#### Complete the following:
**1.** Decide whether each statement agrees with the article about knitting baby caps: (a) Jelleberg worked as a nurse before she retired. (b) Most of Jelleberg's caps go to hospitals in Grand Forks. (c) Lucy Peterson's daughter is a nurse. Answer yes or no for each, and quote the words from the article that settle it.
**2.** Pick up the article about knitting baby caps after its last sentence and keep writing.

#### Passage:
News
Knitting caps for the love and care of others
Scott Wagar
02/03/2015
As a nurse, Sadie Jelleberg spent her time with many newborn babies looking after them. Today, in her retirement, she continues to look after newborns, but this time in her own and unique way.
Jelleberg has been creating baby caps by knitting them and donating them to hospitals. Jelleberg credits Avonne Gessner for getting her started in making the newborn caps, who has knitted a large number of baby caps for Trinity Health Center in Minot.
Since Jelleberg started knitting the warm and fuzzy lids, she has sent her creations to hospitals in Belcourt and Grand Forks and to Bottineau’s First Lutheran Church for the members’ overseas layette program. However, the majority of her caps go to a hospital in Fort Defiance, Ariz.
“Lucy Peterson came over to my house one day for coffee and saw the caps. She told me that her daughter, Michele, was a pediatrician in Fort Defiance, Ariz., with Indian Health Services,” Jelleberg said. “Lucy added that Fort Defiance is the poorest reservation in the nation and that the mothers there would really love to have my caps for their newborn babies.”

#### Data excerpts:
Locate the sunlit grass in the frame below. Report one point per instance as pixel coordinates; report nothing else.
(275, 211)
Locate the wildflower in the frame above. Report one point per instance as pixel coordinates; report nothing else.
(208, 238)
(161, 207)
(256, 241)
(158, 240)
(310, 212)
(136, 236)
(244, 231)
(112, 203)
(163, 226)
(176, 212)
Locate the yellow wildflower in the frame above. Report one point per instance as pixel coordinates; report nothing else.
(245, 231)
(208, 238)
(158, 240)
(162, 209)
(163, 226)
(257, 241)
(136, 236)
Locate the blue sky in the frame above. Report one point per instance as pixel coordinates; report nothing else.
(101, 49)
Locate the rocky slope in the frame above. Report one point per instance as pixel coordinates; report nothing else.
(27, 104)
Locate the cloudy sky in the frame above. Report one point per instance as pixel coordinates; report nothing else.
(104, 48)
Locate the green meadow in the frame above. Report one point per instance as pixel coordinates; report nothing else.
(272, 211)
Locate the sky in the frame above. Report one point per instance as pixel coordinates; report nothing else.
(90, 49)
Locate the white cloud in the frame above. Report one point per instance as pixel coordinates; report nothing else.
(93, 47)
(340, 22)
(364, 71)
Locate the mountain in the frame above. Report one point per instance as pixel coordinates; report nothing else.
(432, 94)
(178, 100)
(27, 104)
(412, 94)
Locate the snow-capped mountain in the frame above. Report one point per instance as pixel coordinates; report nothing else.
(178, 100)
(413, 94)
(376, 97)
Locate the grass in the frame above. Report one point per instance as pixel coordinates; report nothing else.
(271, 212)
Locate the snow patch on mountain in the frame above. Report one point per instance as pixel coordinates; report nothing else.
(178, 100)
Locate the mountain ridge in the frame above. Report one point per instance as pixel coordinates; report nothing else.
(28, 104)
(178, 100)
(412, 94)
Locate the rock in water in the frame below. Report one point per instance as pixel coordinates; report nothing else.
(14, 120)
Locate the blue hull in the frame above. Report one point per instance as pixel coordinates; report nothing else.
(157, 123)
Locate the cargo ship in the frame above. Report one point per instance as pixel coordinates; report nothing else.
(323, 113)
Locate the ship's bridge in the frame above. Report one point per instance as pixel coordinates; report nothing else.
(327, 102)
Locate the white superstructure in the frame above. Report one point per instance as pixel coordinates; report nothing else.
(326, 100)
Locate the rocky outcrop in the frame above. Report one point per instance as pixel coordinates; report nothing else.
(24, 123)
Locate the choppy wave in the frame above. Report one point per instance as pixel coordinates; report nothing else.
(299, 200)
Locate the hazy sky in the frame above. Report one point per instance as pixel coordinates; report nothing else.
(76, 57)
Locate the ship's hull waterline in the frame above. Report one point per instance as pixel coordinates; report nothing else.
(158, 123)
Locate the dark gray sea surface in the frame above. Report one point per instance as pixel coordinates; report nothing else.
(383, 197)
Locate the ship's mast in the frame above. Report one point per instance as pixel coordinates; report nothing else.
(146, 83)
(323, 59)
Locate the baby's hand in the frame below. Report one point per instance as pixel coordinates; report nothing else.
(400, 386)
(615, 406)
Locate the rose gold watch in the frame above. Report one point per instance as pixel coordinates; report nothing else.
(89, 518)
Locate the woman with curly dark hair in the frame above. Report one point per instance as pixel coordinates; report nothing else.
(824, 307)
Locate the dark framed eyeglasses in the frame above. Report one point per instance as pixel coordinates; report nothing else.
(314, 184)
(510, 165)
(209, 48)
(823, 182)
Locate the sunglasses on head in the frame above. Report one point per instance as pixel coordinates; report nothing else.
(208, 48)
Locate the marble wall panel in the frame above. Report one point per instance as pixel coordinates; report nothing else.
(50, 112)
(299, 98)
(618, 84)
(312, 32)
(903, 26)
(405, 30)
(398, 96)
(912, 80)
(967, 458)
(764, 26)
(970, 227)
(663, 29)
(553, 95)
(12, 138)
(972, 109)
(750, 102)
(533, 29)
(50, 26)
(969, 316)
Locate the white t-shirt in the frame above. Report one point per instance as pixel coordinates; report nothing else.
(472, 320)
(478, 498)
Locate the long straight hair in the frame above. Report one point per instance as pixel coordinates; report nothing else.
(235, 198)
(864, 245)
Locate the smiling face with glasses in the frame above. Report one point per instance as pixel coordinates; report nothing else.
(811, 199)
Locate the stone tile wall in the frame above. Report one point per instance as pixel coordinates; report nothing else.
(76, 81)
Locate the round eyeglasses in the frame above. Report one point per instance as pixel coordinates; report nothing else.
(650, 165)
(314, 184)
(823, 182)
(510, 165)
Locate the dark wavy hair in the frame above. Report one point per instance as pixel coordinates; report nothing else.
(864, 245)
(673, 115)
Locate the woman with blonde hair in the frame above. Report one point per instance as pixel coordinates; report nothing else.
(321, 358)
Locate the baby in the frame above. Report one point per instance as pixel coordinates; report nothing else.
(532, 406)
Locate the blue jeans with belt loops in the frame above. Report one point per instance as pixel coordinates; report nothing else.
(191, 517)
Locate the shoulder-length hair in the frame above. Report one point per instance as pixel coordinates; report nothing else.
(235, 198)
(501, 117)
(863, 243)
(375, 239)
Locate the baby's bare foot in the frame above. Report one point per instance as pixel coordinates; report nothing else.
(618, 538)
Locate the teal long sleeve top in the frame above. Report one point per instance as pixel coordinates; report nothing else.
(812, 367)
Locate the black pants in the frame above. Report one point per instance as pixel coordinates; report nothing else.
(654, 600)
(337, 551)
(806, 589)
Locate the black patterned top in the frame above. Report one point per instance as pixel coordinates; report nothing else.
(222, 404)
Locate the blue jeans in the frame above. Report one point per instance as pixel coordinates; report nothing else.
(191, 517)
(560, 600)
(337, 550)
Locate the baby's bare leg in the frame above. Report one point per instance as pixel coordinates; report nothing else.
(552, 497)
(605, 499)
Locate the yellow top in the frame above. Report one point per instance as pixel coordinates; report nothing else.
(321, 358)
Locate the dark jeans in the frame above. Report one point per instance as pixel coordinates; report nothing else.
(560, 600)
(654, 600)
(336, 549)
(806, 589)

#### Results of the exercise:
**1.**
(a) Yes: "As a nurse, Sadie Jelleberg spent her time with many newborn babies looking after them."
(b) No: "However, the majority of her caps go to a hospital in Fort Defiance, Ariz."
(c) No: "She told me that her daughter, Michele, was a pediatrician in Fort Defiance, Ariz., with Indian Health Services"

**2.**
Jelleberg thought it was a great idea and started sending her hats to the hospital where Michele is a care provider.
To date, Jelleberg has knitted 350 baby caps, along with 60 afghans and a number of quilts for babies which on occasion are sent with her hats.
“Babies need something warm and big,” said Jelleberg, who purchases all her own yarn. “And, there are people who need them and I enjoy doing it and it is good therapy for me.”
The therapy Jelleberg talks about is for her diabetic neuropathy, which has left her with pain and numbness in her extremities. Jelleberg has utilized knitting as a treatment for her neuropathy which has granted her the ability to continue to have motility.
“You have to do something to keep you going,” Jelleberg said. “So, this is what I do.”
Unlike most newborn hats, which are normally blue or pink for gender purposes, Jelleberg adds a lot of color and flare into her caps which adds to the celebration of a new life.
For those babies being born across the country today, a few of the little ones no doubt have a brighter smile of their faces because they are wearing one of Jelleberg’s unique caps filled with love that can be felt from the tip of their heads to their tiny toes.